# EXTRACTED RECORDS
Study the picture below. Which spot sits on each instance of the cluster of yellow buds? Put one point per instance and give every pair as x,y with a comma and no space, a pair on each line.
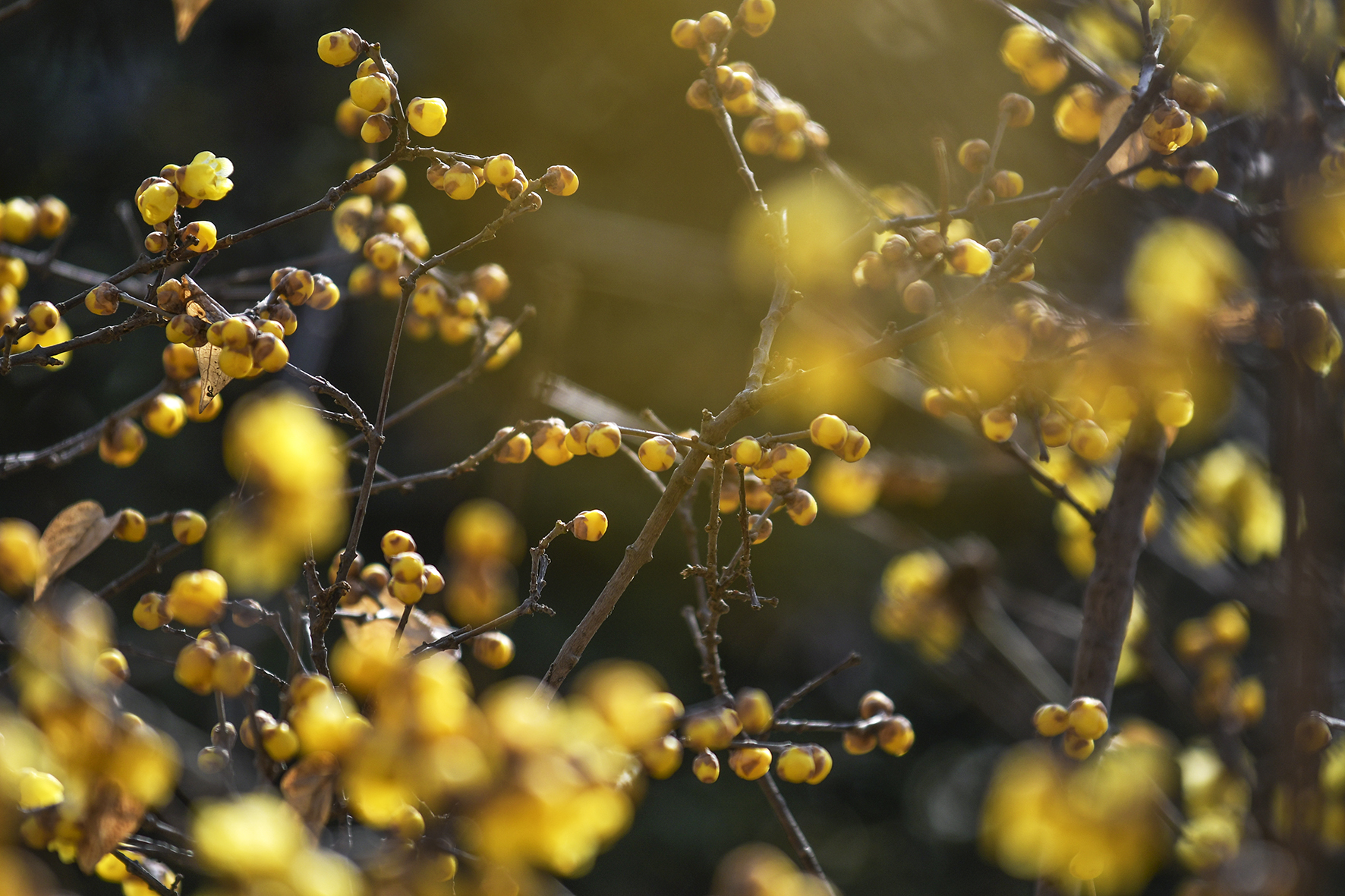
915,605
374,93
780,125
1082,724
556,445
1071,822
881,727
547,782
1313,337
395,241
210,664
902,257
158,200
20,219
46,326
1233,506
460,181
1211,645
22,556
1035,55
849,490
1215,802
259,841
758,869
975,155
73,763
24,218
1078,115
123,440
277,445
1332,778
484,541
1092,490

# WORK ORDER
Every entry above is to be repeated word for word, with all pictures omitted.

# SOLUTION TO THE PROBLEM
Study the picture below. Which spot sits on each instance of the cluster of yellow buds? Put one point per instance and give every pair as x,y with a comma and no space, a pair on each line.
915,605
374,93
780,125
1082,724
556,445
1071,822
881,727
547,782
1313,337
395,241
210,664
902,257
158,200
20,219
46,326
1233,506
460,181
1211,645
22,556
1035,55
849,490
1215,802
259,841
758,869
975,155
73,763
24,218
1078,115
123,440
277,445
1332,778
484,541
1092,490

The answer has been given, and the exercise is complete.